*EXERCISE DESCRIPTION:*
Can you render the lines starting at the one containing "Objective — one point per instance of the blurred flower" and ending at the one containing "(1224, 580)", both included, as a JSON list of strings with one string per line and blank lines omitted?

*EXERCISE INPUT:*
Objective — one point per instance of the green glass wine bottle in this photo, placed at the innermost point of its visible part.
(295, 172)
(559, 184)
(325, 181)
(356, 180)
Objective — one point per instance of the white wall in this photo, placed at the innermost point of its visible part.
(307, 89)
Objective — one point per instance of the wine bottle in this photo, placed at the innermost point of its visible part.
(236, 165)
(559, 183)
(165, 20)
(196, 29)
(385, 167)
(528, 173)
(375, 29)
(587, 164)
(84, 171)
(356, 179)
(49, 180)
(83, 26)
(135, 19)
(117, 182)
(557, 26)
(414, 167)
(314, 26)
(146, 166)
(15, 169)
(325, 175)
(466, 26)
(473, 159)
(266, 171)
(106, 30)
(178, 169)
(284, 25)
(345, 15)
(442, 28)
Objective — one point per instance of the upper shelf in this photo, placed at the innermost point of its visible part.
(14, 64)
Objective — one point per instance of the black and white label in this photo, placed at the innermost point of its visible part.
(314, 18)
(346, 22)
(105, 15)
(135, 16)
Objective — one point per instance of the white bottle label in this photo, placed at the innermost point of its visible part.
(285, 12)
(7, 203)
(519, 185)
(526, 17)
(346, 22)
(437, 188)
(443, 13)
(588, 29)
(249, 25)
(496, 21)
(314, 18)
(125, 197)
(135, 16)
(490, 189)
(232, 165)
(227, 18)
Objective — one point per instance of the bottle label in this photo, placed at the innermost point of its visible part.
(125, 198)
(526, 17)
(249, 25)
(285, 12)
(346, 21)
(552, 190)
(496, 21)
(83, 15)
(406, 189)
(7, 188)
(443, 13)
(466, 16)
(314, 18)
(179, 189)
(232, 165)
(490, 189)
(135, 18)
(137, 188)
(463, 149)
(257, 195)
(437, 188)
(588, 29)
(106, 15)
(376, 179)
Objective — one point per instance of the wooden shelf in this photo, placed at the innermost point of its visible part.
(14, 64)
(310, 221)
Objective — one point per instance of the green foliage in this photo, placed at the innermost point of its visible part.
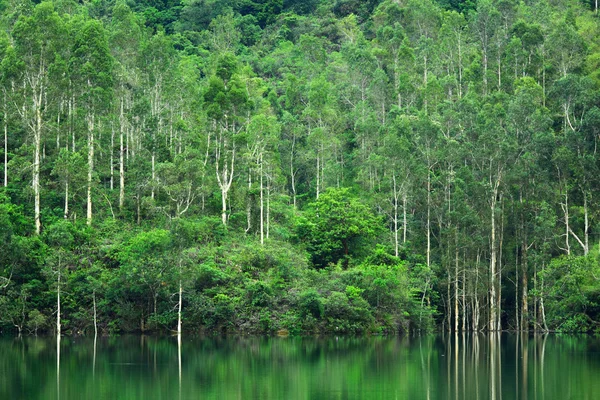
(408, 151)
(336, 226)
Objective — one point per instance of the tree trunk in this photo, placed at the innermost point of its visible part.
(95, 314)
(262, 204)
(66, 214)
(121, 159)
(5, 142)
(456, 315)
(58, 325)
(396, 244)
(37, 141)
(91, 123)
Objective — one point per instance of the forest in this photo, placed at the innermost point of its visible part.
(299, 167)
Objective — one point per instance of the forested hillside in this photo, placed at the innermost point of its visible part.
(299, 166)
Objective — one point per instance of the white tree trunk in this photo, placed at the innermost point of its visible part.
(90, 166)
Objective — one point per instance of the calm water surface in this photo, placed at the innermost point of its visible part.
(436, 367)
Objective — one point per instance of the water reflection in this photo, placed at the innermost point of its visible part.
(458, 366)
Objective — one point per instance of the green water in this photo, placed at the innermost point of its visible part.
(437, 367)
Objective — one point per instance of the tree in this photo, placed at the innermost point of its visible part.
(38, 41)
(335, 226)
(91, 68)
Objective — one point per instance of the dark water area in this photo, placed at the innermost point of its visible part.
(429, 367)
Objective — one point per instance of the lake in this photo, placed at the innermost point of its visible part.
(428, 367)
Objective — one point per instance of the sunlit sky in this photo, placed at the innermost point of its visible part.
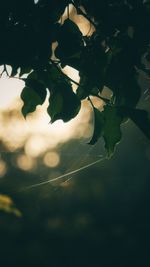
(36, 136)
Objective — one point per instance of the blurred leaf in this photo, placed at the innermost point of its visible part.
(7, 205)
(98, 126)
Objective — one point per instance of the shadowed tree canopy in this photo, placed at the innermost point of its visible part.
(110, 57)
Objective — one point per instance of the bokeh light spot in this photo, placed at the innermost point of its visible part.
(3, 168)
(25, 162)
(51, 159)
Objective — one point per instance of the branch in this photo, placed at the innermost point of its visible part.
(79, 10)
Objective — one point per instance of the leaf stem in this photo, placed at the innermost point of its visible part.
(89, 99)
(70, 79)
(79, 10)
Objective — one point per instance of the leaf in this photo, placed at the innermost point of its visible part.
(31, 98)
(112, 132)
(7, 205)
(98, 126)
(86, 88)
(63, 103)
(69, 41)
(56, 106)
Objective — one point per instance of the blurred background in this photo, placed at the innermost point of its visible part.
(98, 216)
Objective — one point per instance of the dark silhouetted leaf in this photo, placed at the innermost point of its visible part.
(63, 103)
(31, 98)
(112, 132)
(98, 126)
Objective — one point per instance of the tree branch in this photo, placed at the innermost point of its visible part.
(79, 10)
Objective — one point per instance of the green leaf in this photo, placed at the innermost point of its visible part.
(31, 99)
(112, 133)
(98, 126)
(56, 106)
(63, 103)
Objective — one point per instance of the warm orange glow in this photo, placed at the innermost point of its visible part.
(25, 162)
(35, 146)
(3, 168)
(51, 159)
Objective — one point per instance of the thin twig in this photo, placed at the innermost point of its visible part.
(79, 10)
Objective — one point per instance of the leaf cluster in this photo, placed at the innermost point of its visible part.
(109, 57)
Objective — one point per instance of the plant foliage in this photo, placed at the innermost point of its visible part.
(109, 57)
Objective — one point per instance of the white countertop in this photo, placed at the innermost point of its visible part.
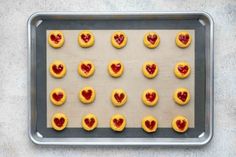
(14, 139)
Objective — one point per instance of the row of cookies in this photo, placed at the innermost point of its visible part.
(118, 123)
(118, 39)
(86, 69)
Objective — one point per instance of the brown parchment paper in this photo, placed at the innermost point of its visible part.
(132, 81)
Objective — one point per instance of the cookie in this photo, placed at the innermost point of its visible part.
(182, 70)
(115, 68)
(181, 96)
(118, 97)
(149, 124)
(183, 39)
(151, 40)
(86, 39)
(150, 97)
(150, 69)
(89, 122)
(59, 121)
(180, 124)
(86, 68)
(119, 39)
(56, 39)
(118, 122)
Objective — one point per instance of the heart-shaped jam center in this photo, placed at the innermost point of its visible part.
(86, 37)
(150, 124)
(56, 38)
(57, 96)
(182, 96)
(184, 38)
(151, 68)
(119, 97)
(152, 38)
(151, 96)
(86, 68)
(116, 67)
(118, 122)
(57, 68)
(87, 94)
(119, 38)
(59, 121)
(181, 124)
(89, 122)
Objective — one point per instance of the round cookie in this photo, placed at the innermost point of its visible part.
(150, 97)
(86, 39)
(150, 69)
(118, 122)
(180, 124)
(57, 69)
(151, 40)
(58, 96)
(181, 96)
(86, 68)
(182, 70)
(149, 124)
(59, 121)
(56, 39)
(183, 39)
(115, 68)
(119, 39)
(118, 97)
(87, 95)
(89, 122)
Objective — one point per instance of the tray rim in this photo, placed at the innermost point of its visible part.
(202, 140)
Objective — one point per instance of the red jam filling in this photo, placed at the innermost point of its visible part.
(59, 122)
(118, 122)
(87, 94)
(151, 68)
(56, 38)
(152, 38)
(116, 67)
(182, 96)
(89, 122)
(183, 69)
(184, 38)
(86, 68)
(86, 37)
(57, 69)
(119, 38)
(57, 96)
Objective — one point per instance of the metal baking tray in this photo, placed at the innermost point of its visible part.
(200, 22)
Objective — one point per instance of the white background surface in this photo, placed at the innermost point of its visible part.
(14, 139)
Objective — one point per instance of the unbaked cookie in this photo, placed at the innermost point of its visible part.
(86, 39)
(180, 124)
(149, 124)
(56, 39)
(59, 121)
(89, 122)
(181, 96)
(150, 69)
(182, 70)
(119, 97)
(86, 68)
(115, 68)
(118, 122)
(183, 39)
(119, 39)
(58, 96)
(57, 69)
(87, 95)
(151, 40)
(150, 97)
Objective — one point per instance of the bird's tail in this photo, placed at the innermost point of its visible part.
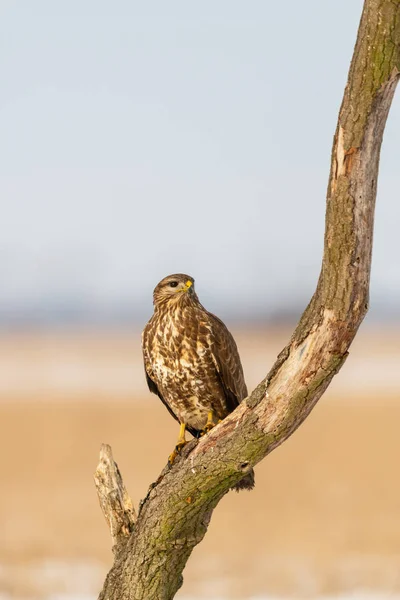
(247, 483)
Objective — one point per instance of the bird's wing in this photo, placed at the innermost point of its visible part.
(227, 362)
(148, 370)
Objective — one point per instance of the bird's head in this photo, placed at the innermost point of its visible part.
(174, 288)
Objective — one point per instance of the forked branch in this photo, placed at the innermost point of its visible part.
(176, 512)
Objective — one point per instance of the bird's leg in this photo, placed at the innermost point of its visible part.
(210, 422)
(179, 445)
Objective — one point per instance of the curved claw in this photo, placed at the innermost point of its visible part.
(180, 444)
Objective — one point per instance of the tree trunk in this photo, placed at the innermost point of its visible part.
(174, 516)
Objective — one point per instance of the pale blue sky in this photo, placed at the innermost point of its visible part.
(144, 138)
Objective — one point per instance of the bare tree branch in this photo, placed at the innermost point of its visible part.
(115, 502)
(176, 512)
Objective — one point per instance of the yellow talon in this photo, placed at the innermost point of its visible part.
(179, 445)
(210, 422)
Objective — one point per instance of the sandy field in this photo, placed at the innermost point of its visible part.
(324, 517)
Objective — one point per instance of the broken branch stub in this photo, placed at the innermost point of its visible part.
(114, 499)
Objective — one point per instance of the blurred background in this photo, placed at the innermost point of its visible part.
(142, 139)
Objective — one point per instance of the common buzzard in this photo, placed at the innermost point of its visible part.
(191, 361)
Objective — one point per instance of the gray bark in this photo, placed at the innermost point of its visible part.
(175, 515)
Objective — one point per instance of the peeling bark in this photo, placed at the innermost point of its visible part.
(175, 514)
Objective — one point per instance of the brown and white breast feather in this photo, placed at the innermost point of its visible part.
(192, 363)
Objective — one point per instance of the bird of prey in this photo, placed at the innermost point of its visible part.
(191, 361)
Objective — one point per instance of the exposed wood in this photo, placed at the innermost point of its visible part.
(175, 515)
(115, 502)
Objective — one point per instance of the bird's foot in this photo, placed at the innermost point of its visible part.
(209, 425)
(176, 452)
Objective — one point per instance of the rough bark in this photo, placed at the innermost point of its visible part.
(176, 512)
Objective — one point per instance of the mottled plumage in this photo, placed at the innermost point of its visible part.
(191, 359)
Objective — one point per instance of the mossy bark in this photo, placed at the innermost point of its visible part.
(175, 515)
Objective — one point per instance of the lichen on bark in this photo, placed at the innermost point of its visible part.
(176, 511)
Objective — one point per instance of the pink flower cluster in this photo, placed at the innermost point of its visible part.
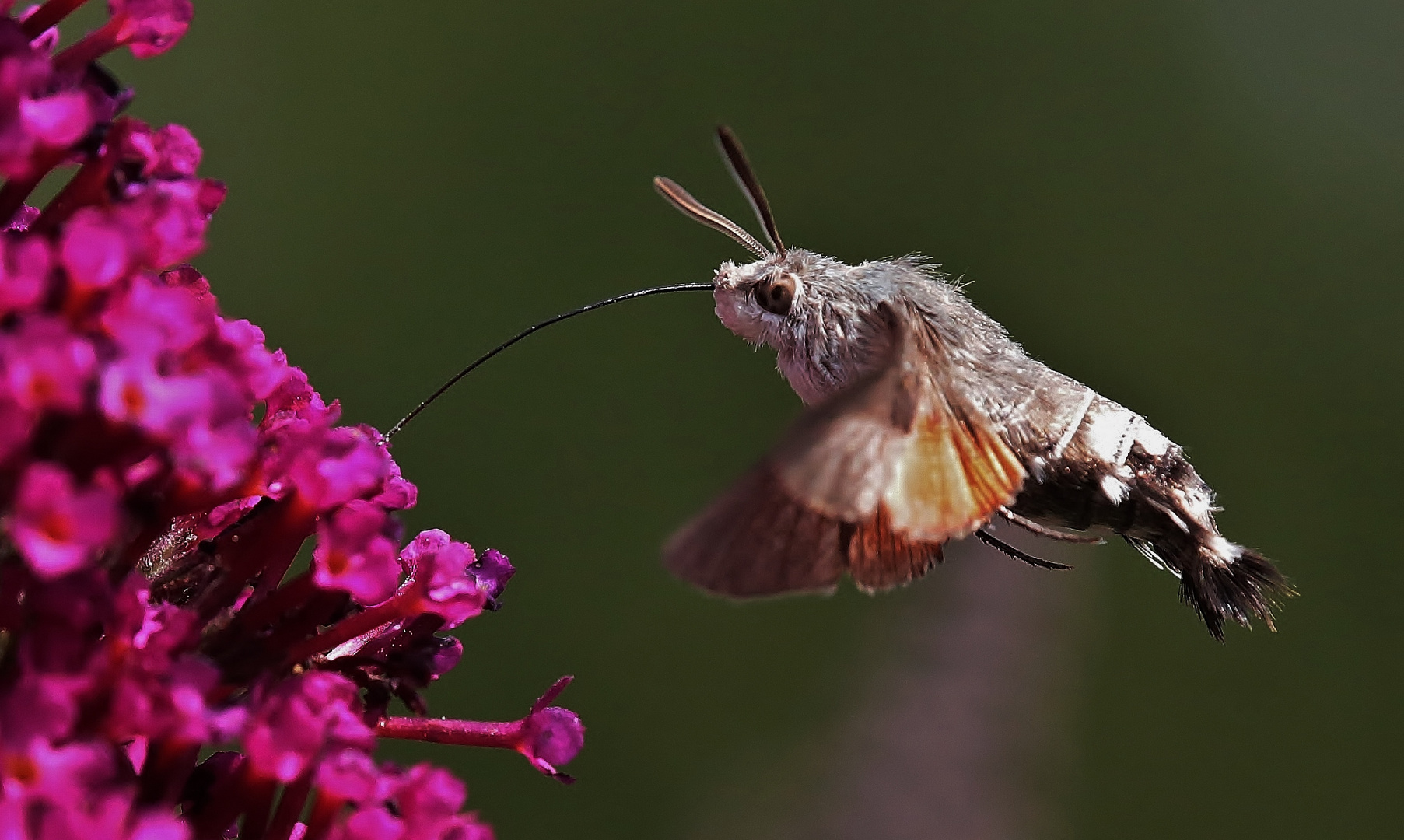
(159, 471)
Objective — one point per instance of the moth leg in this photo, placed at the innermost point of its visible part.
(1045, 531)
(1018, 555)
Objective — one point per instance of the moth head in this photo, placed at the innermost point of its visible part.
(765, 301)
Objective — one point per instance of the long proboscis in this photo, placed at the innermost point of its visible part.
(662, 289)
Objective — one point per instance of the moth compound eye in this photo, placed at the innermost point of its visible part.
(776, 296)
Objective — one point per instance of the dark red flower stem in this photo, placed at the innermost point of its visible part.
(169, 763)
(352, 627)
(260, 807)
(289, 808)
(467, 733)
(263, 540)
(263, 611)
(48, 16)
(87, 187)
(16, 190)
(223, 805)
(93, 45)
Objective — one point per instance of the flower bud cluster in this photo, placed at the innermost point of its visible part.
(160, 470)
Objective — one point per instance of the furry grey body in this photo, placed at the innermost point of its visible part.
(1091, 464)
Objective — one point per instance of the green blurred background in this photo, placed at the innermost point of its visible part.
(1196, 208)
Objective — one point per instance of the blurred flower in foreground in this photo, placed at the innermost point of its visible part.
(163, 676)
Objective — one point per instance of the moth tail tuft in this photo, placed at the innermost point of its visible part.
(1224, 580)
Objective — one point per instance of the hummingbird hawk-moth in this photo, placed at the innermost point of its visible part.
(924, 422)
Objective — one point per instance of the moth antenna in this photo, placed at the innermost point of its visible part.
(699, 212)
(662, 289)
(746, 179)
(1045, 531)
(1018, 555)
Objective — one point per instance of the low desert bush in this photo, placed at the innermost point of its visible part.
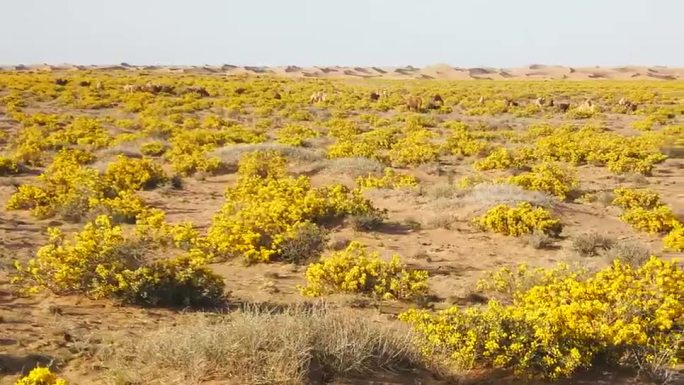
(674, 240)
(548, 178)
(253, 346)
(41, 376)
(367, 222)
(354, 167)
(306, 244)
(356, 270)
(620, 316)
(518, 220)
(100, 262)
(653, 221)
(631, 253)
(592, 244)
(488, 195)
(633, 198)
(539, 240)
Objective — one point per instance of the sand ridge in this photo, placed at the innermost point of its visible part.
(436, 72)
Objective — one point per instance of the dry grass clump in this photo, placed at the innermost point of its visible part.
(539, 240)
(354, 167)
(230, 155)
(632, 253)
(592, 244)
(487, 195)
(254, 346)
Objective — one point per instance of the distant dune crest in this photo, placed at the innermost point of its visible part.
(437, 71)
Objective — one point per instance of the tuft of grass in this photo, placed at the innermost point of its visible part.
(539, 240)
(338, 243)
(441, 190)
(442, 220)
(230, 155)
(367, 222)
(591, 244)
(354, 167)
(256, 346)
(632, 253)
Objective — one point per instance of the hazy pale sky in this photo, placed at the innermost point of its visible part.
(497, 33)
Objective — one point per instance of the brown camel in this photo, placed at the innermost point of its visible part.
(414, 103)
(318, 96)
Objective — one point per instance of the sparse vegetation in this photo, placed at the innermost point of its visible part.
(164, 189)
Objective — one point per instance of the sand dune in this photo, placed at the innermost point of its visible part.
(437, 71)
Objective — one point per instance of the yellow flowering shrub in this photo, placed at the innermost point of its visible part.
(8, 166)
(89, 263)
(518, 220)
(507, 282)
(41, 376)
(153, 149)
(262, 165)
(619, 316)
(65, 186)
(132, 174)
(101, 262)
(674, 240)
(295, 135)
(632, 198)
(501, 159)
(549, 178)
(356, 270)
(265, 208)
(83, 131)
(389, 180)
(618, 153)
(470, 181)
(658, 220)
(184, 280)
(153, 229)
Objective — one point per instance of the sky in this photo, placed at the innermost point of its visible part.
(494, 33)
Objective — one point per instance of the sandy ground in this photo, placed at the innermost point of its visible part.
(437, 71)
(45, 328)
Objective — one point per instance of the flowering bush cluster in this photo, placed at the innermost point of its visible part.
(549, 178)
(619, 316)
(355, 270)
(646, 212)
(265, 208)
(41, 376)
(101, 262)
(72, 189)
(390, 180)
(518, 220)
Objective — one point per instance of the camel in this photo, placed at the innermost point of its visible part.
(201, 91)
(130, 88)
(563, 106)
(318, 96)
(629, 105)
(435, 102)
(511, 103)
(414, 103)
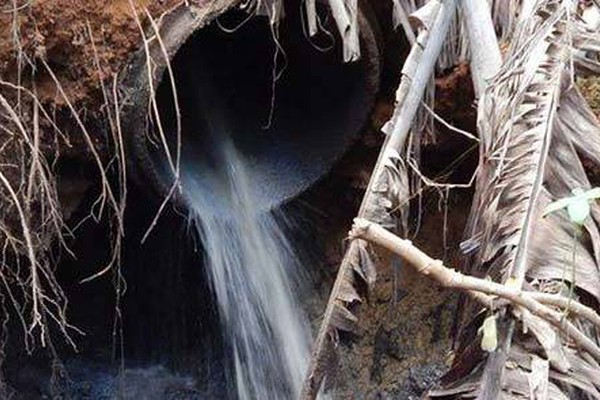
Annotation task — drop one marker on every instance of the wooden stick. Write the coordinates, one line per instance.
(451, 278)
(400, 126)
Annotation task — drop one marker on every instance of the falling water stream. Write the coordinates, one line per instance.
(252, 268)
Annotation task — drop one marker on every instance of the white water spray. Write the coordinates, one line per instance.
(252, 265)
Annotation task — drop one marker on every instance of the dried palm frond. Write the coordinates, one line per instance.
(532, 132)
(386, 194)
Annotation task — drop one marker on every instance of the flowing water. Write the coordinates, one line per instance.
(253, 272)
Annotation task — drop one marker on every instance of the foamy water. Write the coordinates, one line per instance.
(251, 264)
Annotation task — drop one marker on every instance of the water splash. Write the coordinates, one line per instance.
(252, 267)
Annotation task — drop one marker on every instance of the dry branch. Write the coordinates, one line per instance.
(450, 278)
(387, 182)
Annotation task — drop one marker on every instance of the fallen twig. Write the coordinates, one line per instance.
(450, 278)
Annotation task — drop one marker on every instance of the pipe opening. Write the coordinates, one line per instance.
(224, 83)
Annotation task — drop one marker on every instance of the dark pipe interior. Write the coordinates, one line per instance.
(225, 84)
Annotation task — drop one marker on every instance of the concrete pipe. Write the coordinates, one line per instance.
(291, 132)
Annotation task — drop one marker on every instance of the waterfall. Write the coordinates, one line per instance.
(253, 271)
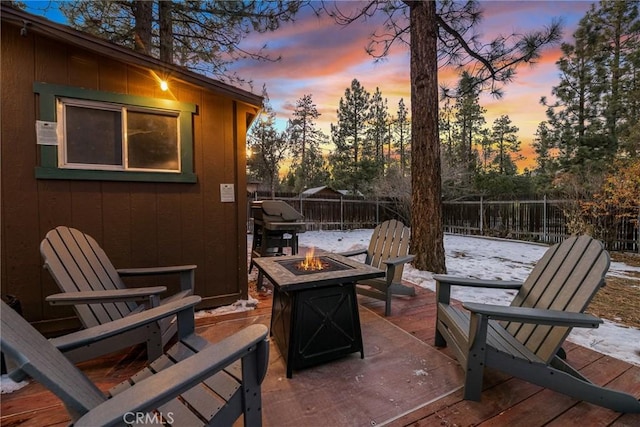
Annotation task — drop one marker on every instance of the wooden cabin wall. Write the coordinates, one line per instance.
(137, 224)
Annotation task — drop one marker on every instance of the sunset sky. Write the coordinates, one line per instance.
(321, 58)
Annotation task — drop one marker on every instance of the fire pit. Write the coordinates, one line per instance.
(312, 264)
(314, 317)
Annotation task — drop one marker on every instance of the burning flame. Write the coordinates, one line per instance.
(311, 263)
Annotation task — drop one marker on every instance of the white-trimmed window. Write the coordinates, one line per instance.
(108, 136)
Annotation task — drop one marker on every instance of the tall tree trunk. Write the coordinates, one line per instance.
(166, 31)
(426, 204)
(143, 14)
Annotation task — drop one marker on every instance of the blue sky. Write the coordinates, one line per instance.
(321, 58)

*COMPLETED TASK:*
[
  "Objective — one point per instance of the blurred flower in foreground in this photo, placed at the innermost point of its visible part.",
  "(163, 676)",
  "Objective — one point per instance of the moth tail tuft in this photo, placed at the innermost point of its visible part.",
  "(1224, 580)"
]